[start]
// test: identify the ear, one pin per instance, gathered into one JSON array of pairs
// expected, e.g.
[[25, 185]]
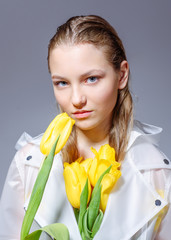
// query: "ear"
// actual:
[[123, 74]]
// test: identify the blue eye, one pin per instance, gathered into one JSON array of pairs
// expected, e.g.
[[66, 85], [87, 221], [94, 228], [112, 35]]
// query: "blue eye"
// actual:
[[61, 83], [91, 79]]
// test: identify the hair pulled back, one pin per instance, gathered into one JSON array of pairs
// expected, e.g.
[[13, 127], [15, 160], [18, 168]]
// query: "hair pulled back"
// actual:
[[97, 31]]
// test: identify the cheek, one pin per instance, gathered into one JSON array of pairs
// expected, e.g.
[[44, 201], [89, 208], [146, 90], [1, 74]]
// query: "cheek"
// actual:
[[62, 100], [106, 97]]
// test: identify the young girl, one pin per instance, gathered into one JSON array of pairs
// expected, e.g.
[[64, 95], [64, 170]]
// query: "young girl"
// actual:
[[90, 76]]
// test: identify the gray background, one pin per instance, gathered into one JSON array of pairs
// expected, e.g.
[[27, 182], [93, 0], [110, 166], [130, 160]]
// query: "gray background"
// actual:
[[26, 96]]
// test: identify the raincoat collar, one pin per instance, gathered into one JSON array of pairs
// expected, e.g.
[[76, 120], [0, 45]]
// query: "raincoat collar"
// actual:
[[150, 132]]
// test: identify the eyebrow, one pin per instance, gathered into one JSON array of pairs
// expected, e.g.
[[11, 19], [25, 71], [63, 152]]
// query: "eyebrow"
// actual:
[[91, 72]]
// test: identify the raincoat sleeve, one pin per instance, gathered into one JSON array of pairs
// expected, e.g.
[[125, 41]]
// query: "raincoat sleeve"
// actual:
[[164, 219], [12, 201]]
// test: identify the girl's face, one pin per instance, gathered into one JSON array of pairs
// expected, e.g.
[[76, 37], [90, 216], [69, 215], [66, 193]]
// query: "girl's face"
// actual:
[[85, 84]]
[end]
### TASK DETAILS:
Quote all of the lines above exactly, but leave the pictures out of your copy.

### RESPONSE:
// test: identify the ear, one pin per instance, gathered into one JSON array of pairs
// expected, e.g.
[[25, 185]]
// query: "ear"
// actual:
[[123, 74]]
// test: identify the blue eye, one pin per instance, gathered into one JSON array of pairs
// expected, e.g.
[[66, 85], [87, 221], [94, 228], [112, 35]]
// query: "blue eye"
// actual:
[[61, 83], [91, 79]]
// test: identify the hair pulled back, one pin per instance, gathered into one JSON array of pairs
// expected, e.g.
[[13, 127], [15, 160], [18, 168]]
// query: "hair pulled back"
// actual:
[[97, 31]]
// test: identify the cheek, one pin per instance, gathered into one JSON array of pairs
// expected, e.g.
[[44, 201], [89, 208], [146, 90], [1, 74]]
// query: "cheek"
// actual:
[[62, 100], [106, 97]]
// test: identify the young girl, one pin per instance, gathered into one JSON array of pairs
// expected, e.g.
[[64, 95], [64, 170]]
// query: "young girl"
// actual:
[[90, 76]]
// test: identify the gray background, one pin per instance, gathered into one JSON array of pairs
// expected, e.g.
[[27, 182], [93, 0], [110, 166], [130, 160]]
// query: "gray background"
// actual:
[[26, 96]]
// test: identify the raincoat collar, one pin per instance, gathered into one JSON array of pairs
// expected, e.g.
[[76, 120], [0, 45]]
// query: "raincoat collar"
// actual:
[[150, 132]]
// test: identify the eyebrow, one pin per instance, gathered into one JSON array of pairs
// expected, e.g.
[[11, 19], [25, 71], [63, 152]]
// query: "eyebrow"
// actual:
[[91, 72]]
// test: identify the raincoat sleeve, one pin per instance, gathered into one JSON array of pairs
// expected, e.g.
[[125, 41]]
// query: "raincoat sleeve"
// actual:
[[164, 219], [12, 201]]
// test: identify the girl's face, one pin per instance, gathered into one JSON array of pairs
// expected, e.g.
[[76, 37], [90, 216], [69, 215], [66, 193]]
// query: "girl's face"
// actual:
[[85, 84]]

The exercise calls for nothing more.